Instructions to follow:
Your task is to write out exactly the lines from the line containing "Q: For every instance of the canal in" through the end of the records, inclusive at both ends.

Data shown:
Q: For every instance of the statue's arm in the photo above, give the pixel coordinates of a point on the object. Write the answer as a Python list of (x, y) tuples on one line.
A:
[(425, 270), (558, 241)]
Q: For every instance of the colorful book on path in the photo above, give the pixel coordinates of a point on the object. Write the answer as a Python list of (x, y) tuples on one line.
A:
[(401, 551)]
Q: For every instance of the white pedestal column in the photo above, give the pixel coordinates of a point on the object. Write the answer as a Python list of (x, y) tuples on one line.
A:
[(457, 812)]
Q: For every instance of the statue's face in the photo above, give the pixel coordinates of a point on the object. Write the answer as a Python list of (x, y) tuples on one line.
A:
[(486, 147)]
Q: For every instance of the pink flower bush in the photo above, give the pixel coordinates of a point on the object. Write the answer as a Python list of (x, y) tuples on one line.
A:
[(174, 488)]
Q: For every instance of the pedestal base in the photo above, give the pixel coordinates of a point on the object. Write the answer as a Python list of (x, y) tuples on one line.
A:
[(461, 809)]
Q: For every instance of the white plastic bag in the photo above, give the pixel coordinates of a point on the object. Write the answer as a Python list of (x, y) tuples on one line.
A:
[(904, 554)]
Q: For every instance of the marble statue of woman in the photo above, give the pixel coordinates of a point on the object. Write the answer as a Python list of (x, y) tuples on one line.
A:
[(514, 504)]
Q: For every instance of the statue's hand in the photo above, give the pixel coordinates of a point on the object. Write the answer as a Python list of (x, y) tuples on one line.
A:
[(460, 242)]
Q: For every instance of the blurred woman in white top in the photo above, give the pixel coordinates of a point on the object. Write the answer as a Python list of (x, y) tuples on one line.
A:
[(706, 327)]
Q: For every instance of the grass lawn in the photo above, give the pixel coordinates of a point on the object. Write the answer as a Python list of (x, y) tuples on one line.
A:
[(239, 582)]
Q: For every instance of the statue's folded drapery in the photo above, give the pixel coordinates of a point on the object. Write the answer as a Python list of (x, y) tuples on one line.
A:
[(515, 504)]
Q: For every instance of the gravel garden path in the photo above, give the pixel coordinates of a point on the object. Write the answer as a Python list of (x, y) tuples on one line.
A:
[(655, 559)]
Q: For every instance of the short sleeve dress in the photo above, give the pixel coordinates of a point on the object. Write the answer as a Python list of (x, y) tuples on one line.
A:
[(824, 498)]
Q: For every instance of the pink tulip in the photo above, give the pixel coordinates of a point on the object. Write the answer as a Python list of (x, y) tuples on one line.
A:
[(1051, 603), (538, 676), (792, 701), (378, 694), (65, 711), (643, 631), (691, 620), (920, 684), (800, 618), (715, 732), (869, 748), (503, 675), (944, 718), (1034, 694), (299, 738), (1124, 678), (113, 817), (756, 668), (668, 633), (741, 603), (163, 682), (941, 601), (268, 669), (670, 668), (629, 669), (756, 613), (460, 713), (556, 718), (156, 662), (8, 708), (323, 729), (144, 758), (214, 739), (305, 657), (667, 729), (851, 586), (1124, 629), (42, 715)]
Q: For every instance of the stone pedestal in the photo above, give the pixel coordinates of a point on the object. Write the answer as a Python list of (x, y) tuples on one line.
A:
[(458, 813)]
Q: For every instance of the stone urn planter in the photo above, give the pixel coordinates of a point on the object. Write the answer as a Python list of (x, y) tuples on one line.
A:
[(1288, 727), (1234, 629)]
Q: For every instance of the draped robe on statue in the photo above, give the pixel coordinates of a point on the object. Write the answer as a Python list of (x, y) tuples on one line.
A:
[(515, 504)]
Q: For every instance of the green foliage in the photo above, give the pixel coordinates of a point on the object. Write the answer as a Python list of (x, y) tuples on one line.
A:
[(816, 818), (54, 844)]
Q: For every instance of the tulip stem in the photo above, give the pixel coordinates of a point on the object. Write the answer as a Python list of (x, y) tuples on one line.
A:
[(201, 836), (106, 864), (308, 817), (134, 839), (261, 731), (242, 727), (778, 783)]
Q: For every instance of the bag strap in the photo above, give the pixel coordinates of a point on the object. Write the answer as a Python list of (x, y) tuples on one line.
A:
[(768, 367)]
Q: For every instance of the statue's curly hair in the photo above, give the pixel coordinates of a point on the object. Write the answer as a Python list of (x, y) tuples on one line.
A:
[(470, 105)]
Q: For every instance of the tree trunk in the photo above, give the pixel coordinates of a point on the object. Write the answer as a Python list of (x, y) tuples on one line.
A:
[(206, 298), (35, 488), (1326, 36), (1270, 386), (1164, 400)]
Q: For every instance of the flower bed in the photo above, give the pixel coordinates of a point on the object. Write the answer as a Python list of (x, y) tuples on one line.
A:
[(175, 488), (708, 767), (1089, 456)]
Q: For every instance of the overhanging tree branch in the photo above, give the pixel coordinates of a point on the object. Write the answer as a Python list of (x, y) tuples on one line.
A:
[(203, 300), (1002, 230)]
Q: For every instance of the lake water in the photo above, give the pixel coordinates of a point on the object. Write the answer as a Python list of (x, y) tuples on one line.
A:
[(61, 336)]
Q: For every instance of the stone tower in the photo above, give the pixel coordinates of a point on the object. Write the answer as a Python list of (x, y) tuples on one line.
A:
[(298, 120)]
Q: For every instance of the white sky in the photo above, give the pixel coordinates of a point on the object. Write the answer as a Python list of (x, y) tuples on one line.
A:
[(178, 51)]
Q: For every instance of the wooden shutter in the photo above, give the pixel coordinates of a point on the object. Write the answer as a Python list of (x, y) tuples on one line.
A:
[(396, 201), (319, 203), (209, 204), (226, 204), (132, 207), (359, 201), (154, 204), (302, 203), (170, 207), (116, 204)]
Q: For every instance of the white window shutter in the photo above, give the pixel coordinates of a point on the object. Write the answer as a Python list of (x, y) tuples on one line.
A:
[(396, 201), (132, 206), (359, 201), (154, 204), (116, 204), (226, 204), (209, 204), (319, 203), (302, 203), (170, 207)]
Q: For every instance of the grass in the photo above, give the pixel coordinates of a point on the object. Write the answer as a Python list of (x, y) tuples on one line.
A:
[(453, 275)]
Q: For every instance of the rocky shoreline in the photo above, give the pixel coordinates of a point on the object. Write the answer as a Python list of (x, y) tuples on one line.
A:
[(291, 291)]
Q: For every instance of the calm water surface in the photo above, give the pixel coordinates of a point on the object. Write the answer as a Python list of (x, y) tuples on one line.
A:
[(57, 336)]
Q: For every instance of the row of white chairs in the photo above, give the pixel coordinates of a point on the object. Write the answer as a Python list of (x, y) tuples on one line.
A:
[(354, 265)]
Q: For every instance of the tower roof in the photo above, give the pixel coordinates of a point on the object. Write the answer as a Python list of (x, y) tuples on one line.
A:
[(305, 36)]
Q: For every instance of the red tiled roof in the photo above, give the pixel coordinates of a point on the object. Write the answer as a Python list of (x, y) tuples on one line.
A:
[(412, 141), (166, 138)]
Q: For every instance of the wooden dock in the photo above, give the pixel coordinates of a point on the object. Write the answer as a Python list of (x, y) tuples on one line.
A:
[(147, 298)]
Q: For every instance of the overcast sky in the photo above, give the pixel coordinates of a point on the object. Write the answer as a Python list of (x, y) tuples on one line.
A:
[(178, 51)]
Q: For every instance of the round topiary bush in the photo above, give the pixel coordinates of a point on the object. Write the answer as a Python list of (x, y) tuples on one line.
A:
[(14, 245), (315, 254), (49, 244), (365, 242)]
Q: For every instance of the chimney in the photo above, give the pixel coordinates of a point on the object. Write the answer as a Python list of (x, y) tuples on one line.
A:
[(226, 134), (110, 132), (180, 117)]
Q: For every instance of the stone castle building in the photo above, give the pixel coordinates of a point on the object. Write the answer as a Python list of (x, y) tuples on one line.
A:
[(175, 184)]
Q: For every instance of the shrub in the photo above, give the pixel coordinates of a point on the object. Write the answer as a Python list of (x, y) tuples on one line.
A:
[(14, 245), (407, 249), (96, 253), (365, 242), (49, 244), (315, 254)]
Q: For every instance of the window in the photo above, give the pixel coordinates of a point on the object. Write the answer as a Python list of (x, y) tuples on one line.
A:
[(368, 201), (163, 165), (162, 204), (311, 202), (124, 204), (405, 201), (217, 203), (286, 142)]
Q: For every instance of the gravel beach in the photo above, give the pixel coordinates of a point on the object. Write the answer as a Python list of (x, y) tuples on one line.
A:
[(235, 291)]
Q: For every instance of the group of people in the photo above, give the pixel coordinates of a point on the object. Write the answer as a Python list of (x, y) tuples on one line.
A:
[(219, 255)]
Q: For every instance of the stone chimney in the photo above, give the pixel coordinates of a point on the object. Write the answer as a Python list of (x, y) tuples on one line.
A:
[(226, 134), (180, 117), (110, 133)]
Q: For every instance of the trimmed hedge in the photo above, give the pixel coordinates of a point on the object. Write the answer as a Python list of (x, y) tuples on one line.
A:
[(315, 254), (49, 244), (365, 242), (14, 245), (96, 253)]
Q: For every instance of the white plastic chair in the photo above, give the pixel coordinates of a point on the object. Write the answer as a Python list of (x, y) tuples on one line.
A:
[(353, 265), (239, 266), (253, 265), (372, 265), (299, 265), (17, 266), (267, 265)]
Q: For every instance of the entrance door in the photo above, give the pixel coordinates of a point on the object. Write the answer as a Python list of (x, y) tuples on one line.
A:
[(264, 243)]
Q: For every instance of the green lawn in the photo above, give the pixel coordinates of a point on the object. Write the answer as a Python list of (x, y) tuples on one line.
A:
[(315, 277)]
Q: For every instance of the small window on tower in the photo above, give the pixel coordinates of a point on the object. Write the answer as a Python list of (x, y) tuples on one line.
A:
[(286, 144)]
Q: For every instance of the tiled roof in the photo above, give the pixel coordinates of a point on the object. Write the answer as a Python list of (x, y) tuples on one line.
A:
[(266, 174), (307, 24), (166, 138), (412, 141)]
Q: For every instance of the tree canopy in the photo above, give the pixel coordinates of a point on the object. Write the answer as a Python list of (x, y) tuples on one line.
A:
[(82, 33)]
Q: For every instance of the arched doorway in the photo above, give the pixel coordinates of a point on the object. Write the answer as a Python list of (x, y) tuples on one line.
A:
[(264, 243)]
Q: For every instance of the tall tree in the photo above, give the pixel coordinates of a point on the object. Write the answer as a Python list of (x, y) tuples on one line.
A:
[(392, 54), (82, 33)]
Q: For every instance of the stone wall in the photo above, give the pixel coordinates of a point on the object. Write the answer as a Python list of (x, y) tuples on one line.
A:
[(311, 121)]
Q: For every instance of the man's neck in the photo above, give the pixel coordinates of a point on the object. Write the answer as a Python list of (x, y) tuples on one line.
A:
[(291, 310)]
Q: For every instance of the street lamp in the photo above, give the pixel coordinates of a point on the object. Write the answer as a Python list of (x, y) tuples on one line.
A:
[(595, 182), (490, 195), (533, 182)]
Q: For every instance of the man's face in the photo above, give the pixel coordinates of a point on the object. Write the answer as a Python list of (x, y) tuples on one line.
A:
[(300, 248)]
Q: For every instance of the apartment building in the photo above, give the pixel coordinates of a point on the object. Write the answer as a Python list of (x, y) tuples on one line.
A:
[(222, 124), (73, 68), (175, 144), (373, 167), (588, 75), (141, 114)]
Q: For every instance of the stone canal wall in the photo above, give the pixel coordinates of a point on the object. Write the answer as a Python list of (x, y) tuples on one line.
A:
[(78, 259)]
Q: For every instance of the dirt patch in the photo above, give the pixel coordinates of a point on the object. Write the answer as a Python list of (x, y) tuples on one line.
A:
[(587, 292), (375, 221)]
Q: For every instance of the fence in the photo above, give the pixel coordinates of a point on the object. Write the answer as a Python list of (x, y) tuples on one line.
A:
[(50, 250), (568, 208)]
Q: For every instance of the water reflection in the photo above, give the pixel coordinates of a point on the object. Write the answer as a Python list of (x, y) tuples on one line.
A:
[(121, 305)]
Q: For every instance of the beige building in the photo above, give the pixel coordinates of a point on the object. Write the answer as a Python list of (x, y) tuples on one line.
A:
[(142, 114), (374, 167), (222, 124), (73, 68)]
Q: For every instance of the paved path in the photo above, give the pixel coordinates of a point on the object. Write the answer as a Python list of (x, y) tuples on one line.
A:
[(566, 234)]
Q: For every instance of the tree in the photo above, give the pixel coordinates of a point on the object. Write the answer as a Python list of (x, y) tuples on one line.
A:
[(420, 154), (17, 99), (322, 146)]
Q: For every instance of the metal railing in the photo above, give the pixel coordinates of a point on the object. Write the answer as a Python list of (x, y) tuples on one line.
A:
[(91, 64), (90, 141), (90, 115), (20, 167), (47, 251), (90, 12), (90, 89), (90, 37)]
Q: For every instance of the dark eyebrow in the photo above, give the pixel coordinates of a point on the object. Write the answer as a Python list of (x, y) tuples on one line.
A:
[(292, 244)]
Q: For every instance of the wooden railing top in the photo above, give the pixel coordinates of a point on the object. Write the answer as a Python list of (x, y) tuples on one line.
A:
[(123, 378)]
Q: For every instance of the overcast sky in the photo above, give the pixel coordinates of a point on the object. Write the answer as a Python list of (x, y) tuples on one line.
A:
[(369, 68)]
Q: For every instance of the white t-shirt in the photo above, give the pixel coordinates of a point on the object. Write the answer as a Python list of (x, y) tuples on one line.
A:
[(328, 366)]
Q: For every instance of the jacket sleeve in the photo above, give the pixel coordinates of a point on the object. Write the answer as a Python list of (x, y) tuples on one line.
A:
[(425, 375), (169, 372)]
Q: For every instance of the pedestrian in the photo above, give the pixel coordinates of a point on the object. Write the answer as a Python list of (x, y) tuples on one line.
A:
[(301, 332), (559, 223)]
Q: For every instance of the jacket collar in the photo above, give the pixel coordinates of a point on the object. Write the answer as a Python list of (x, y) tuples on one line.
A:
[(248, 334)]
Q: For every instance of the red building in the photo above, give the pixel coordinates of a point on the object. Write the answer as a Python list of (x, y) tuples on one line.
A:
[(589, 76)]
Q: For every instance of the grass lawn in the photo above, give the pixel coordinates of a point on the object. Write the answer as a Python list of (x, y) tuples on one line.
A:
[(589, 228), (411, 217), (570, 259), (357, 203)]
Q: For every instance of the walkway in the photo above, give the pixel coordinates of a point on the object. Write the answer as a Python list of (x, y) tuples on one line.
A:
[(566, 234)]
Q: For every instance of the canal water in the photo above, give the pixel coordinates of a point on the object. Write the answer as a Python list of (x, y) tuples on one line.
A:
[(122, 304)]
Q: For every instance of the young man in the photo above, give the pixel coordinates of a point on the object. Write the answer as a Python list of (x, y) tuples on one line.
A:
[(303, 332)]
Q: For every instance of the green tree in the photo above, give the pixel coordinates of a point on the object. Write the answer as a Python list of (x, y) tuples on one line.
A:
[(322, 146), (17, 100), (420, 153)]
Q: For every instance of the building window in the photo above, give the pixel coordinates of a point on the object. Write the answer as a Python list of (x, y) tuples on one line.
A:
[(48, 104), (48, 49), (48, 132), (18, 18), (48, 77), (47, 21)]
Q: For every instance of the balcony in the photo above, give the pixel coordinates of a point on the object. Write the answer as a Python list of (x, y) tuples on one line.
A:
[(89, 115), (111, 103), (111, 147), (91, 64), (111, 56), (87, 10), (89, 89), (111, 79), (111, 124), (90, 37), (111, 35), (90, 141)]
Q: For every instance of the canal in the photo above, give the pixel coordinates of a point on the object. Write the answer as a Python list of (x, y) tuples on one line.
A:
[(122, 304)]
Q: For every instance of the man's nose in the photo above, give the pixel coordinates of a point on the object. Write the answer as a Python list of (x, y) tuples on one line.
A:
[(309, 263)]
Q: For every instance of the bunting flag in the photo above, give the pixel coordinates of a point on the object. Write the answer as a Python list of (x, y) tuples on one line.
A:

Task response:
Q: For every instance of the canal in the photo above, give the pixel coordinates of a point on the object. Write the answer as a Python list of (x, y) tuples on one line.
A:
[(122, 304)]
Q: For every instance of the man's nose in the photo above, give the pixel coordinates of a point on the object. Write the answer as a Python list of (x, y) tuples on one line.
A:
[(309, 263)]
Q: For every instance of the bunting flag in the photo above, give the pixel coordinates of a point on the object. Write the answer as a Python list of (x, y) tuples on one line.
A:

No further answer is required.